**WHAT YOU NEED TO DO**: Please copy out every line in the records below that includes the word "wheel".

━━━━━━

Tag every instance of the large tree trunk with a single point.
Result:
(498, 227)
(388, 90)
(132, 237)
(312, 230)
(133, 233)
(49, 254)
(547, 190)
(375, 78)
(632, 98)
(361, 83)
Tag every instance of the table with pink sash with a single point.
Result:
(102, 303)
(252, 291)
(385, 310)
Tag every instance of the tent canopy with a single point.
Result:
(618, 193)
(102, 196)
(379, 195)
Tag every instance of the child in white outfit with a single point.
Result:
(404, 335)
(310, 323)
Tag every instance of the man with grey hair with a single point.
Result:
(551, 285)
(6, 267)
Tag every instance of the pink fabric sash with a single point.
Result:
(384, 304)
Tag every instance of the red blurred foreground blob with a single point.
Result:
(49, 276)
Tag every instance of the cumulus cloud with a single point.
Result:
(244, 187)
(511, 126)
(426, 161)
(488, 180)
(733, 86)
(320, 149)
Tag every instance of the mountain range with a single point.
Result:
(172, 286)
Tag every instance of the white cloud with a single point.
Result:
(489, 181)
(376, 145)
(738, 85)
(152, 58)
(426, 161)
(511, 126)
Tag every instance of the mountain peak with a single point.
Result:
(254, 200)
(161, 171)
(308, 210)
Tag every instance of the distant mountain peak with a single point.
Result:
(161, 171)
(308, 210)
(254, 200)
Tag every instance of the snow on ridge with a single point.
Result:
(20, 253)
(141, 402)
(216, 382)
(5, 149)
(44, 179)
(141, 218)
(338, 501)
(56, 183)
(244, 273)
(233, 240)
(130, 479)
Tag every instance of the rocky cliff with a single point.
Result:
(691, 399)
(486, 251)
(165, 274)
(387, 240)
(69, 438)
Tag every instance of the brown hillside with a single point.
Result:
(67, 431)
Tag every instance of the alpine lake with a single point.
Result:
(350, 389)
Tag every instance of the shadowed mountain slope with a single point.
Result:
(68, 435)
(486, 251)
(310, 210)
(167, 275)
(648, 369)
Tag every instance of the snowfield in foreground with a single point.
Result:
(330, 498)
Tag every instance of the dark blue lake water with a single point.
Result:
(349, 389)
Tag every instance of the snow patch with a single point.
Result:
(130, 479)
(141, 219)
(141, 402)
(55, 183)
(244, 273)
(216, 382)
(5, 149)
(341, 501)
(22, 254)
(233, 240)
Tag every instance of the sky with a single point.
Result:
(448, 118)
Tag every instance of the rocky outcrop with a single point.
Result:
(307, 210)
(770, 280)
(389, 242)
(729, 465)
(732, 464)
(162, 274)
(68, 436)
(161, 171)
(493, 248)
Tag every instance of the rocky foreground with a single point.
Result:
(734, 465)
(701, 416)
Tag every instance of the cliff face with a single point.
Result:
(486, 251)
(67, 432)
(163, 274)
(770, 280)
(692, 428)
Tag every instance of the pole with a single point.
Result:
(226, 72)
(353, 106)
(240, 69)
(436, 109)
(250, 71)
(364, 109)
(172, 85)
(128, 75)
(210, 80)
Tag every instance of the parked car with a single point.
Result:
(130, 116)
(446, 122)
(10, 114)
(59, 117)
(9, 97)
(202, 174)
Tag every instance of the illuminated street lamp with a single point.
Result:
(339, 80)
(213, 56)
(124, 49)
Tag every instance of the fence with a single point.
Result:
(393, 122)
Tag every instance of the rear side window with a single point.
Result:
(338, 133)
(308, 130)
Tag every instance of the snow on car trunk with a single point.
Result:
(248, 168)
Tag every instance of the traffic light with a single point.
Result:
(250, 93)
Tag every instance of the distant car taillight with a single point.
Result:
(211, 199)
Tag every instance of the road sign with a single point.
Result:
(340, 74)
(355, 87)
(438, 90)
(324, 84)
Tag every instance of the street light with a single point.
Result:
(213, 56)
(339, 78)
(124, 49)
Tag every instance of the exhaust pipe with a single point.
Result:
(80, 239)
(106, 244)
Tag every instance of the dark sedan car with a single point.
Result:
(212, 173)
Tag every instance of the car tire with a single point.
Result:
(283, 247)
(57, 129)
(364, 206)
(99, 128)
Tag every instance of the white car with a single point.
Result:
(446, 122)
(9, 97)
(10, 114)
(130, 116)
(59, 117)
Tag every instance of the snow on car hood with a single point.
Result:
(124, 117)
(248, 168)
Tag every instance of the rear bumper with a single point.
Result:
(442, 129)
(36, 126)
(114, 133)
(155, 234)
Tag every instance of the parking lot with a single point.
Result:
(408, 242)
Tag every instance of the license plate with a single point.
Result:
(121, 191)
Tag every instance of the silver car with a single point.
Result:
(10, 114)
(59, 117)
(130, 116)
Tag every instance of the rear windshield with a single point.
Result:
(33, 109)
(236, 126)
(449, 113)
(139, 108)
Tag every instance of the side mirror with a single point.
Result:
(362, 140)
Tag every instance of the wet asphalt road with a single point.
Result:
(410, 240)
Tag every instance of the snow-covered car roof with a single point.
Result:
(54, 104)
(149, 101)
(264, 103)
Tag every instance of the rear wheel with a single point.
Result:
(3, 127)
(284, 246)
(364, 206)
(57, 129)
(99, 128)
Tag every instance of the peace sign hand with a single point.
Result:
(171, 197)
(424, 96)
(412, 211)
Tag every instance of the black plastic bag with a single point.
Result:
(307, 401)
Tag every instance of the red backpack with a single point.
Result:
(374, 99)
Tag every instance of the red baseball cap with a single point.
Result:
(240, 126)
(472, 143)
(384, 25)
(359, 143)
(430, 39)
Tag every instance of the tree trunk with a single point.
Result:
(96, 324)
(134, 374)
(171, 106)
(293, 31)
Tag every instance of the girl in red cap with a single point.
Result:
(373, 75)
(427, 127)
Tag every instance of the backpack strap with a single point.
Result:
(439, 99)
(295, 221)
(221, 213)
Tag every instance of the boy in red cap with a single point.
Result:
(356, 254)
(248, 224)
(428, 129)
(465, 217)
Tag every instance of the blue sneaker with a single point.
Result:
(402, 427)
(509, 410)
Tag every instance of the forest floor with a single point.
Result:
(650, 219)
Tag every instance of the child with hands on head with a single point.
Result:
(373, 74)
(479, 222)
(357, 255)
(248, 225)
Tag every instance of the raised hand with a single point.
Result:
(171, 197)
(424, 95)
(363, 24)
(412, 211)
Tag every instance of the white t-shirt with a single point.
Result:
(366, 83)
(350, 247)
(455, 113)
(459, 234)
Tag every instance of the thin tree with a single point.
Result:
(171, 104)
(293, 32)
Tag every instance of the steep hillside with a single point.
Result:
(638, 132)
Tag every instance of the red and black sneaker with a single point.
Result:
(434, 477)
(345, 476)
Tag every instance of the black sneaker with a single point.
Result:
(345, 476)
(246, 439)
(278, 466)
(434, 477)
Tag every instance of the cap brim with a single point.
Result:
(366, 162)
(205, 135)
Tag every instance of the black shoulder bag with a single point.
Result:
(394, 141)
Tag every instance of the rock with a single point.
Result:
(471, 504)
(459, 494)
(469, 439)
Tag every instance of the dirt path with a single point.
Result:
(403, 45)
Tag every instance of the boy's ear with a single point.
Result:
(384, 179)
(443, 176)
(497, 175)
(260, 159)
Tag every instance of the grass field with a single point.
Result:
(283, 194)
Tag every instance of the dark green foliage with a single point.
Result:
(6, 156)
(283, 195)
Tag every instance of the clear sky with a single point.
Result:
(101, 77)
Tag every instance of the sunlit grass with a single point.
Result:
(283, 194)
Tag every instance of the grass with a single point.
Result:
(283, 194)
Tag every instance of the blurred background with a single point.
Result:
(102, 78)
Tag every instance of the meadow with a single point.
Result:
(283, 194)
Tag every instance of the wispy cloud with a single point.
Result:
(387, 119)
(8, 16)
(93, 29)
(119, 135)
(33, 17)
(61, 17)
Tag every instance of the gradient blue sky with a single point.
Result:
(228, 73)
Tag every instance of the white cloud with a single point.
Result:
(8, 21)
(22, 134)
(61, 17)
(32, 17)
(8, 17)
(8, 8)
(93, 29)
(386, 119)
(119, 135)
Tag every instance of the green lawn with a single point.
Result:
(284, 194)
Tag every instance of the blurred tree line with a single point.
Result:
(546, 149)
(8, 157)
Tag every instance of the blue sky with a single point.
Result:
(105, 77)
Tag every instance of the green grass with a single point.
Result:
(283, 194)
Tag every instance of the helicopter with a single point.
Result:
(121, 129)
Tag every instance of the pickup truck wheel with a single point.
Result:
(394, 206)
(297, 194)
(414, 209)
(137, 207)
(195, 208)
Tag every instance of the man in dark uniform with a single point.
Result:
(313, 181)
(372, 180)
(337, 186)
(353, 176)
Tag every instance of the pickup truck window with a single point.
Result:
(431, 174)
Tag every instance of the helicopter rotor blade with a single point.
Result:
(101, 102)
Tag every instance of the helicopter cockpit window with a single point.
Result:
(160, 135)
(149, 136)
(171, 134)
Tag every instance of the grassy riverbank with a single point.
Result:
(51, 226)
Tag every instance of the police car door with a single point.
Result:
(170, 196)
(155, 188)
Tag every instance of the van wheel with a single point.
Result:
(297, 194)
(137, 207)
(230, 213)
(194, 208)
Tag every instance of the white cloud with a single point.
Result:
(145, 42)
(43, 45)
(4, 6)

━━━━━━

**TASK RESULT**:
Tag every instance of the rear wheel with a single point.
Tag every instance of the pickup truck wheel with a single point.
Tag every instance of the van wheel with a single point.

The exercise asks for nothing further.